(How to complete this task):
Format everything in the material from the line containing "</instance>" down to the line containing "negative clicks: (324, 234) (120, 150)", both included, as a numbered list with blank lines left out.

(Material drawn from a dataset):
== Segment start ==

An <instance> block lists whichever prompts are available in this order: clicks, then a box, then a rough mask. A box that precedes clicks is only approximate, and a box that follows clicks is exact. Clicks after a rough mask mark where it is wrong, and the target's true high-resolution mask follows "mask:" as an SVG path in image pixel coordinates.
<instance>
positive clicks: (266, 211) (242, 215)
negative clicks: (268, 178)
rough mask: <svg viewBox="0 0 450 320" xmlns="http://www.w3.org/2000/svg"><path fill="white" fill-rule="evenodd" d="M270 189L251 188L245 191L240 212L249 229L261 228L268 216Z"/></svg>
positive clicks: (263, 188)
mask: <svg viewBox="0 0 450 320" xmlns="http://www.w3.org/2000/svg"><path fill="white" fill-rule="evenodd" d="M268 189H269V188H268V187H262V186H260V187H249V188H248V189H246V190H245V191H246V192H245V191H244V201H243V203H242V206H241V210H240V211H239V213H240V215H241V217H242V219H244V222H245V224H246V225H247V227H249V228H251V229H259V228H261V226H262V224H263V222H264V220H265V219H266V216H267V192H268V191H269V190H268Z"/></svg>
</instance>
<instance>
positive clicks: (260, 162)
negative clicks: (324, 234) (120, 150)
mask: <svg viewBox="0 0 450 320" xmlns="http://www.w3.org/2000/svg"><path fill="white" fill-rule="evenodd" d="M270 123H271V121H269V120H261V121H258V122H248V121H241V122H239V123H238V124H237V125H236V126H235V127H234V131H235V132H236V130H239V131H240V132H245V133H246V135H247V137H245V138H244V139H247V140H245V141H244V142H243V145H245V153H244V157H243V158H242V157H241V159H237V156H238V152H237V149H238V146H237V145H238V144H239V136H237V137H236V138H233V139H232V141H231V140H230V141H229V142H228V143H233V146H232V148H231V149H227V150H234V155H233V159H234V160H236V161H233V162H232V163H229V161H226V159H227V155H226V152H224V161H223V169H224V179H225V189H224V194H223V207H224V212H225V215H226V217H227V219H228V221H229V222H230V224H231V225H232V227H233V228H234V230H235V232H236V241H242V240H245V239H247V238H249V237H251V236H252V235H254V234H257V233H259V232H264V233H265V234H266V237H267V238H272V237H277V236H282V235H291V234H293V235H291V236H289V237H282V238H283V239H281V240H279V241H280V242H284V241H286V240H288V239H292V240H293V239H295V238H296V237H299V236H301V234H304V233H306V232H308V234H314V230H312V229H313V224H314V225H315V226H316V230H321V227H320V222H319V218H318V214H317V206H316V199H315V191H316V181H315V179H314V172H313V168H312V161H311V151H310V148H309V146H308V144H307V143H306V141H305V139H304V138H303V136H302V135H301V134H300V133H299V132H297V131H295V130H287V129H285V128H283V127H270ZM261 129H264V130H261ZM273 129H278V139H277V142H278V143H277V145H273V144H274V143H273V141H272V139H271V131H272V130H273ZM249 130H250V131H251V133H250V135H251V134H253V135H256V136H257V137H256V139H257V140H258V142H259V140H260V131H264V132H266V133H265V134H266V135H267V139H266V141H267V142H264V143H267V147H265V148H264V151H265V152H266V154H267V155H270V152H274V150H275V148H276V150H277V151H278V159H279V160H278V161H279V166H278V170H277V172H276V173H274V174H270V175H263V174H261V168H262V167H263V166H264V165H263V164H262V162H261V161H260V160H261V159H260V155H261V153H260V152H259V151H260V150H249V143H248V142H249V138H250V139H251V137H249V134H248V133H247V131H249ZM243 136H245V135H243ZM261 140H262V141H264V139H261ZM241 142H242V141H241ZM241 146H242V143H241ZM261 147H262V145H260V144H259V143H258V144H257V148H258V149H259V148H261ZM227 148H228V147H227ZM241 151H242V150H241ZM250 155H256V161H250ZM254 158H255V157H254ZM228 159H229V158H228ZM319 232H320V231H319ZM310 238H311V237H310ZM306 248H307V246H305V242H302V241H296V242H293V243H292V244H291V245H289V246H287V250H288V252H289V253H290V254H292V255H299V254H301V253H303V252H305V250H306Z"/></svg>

== Segment end ==

(Response to the task):
1. </instance>
2. <instance>
3. positive clicks: (260, 162)
4. negative clicks: (324, 234) (120, 150)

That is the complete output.